- [EXCERPT PROVIDED]:

▼

# Is it possible to transfer one pension fund to another one?



## Dinarius (30 Jul 2010)

My wife is a civil servant and is making the normal contributions to that pension fund.

Prior to entering the Civil Service she was self-employed and built up a small fund with Canada Life.

If it were possible to transfer this fund (under €10k) to her Civil Service fund it would make a huge difference to her since it will earn far more there than it ever will with Canada Life.

So, can it be done?

Thanks.

D.


----------



## Jester (13 Sep 2010)

It is not likely this will be allowed - the Self Employed pension is established on the RAC regulations and these did not allow transfers to occupational type arrangements.


----------



## PaddyBloggit (13 Sep 2010)

Doubt it.

Prior to being made permanent I had a pension set up with Canada Life.

It stopped when I became permanent and I can't touch it 'til I retire.


----------



## Protocol (13 Sep 2010)

There is no "pension fund" in the civil service.

It is a PAYG scheme.

There is no fund into which to place the money, even if you could transfer it.


----------



## d53 (14 Sep 2010)

You can make a transfer into the civil service scheme from another pension scheme: the tax rules don't allow a transfer from a self-employed arrangement to any pension scheme, public sector or private sector.

d


----------



## Dinarius (15 Sep 2010)

d53,

Please elaborate. Can you give an example of a pension scheme that could be transferred?

Thanks.

D.


----------



## d53 (15 Sep 2010)

Dinarius

Anyone who has been a member of an occupational pension scheme (i.e. a pension scheme for employees sponsored by an employer) and who has not received a refund of contributions or any other benefits is entitled to transfer their benefits to any other occupational pension scheme as long as the second scheme is willing to accept this transfer.  This applies whether the first scheme is public or private sector.

The civil service scheme will accept transfers, and the HR person will give you more information about what you need to do and how to find out what benefits the transfer will get you.

▲

- [PROBLEM STATEMENT]:
Answer these questions from the pension transfer thread, one per line.
1. With which company did the wife build up a small fund while she was self-employed?
2. What kind of scheme does the post by Protocol say the civil service has?
3. According to d53's second post, who will give more information about what needs to be done?
Rely on the pension transfer thread alone, without outside knowledge.

(Location identification items)
▼

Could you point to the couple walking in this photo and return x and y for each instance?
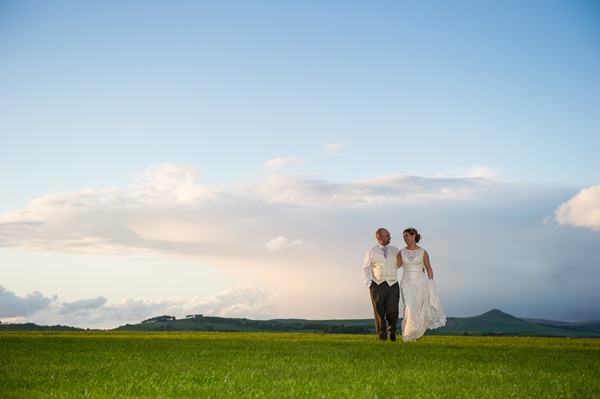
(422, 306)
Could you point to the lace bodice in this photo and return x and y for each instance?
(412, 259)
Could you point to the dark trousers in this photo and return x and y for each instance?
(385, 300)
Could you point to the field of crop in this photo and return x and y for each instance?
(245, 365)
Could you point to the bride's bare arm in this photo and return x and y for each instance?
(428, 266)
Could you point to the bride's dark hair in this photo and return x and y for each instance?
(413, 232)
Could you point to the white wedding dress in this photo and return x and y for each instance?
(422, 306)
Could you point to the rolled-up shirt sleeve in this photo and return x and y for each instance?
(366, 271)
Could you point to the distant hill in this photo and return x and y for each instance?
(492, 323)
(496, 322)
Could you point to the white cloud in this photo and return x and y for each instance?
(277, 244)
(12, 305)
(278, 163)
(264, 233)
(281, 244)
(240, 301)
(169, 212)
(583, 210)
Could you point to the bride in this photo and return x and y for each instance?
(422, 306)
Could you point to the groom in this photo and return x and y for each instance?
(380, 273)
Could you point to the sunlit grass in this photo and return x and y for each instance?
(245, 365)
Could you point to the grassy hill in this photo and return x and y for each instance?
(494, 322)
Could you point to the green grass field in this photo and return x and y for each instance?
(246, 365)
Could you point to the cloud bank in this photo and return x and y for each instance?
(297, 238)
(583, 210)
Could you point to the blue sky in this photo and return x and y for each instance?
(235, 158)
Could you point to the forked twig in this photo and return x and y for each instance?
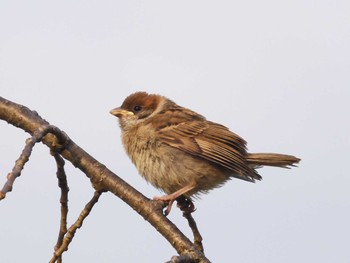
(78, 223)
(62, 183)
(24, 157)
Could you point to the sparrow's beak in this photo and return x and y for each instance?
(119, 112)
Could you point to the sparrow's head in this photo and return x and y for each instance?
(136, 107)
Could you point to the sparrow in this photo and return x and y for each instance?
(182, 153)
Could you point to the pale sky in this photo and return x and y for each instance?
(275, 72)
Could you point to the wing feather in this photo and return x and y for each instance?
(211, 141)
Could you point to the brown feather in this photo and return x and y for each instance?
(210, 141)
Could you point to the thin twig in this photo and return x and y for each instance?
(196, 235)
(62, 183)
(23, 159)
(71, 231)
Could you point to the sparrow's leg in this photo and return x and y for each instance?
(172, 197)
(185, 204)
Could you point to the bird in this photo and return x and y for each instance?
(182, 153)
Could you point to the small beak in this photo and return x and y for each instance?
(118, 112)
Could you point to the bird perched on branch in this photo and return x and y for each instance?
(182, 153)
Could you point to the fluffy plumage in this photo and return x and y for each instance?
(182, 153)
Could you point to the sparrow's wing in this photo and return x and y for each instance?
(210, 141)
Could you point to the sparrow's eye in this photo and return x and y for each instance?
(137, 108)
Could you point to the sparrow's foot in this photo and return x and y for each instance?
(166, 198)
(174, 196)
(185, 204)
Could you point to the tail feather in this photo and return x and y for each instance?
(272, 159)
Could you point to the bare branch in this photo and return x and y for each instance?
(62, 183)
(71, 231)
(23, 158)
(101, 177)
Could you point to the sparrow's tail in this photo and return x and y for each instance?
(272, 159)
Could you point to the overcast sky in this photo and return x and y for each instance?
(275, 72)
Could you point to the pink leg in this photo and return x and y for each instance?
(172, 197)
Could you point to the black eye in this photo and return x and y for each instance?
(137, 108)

▲

- [RESPONSE TO THE EXERCISE]:
1. Canada Life
2. A PAYG scheme
3. The HR person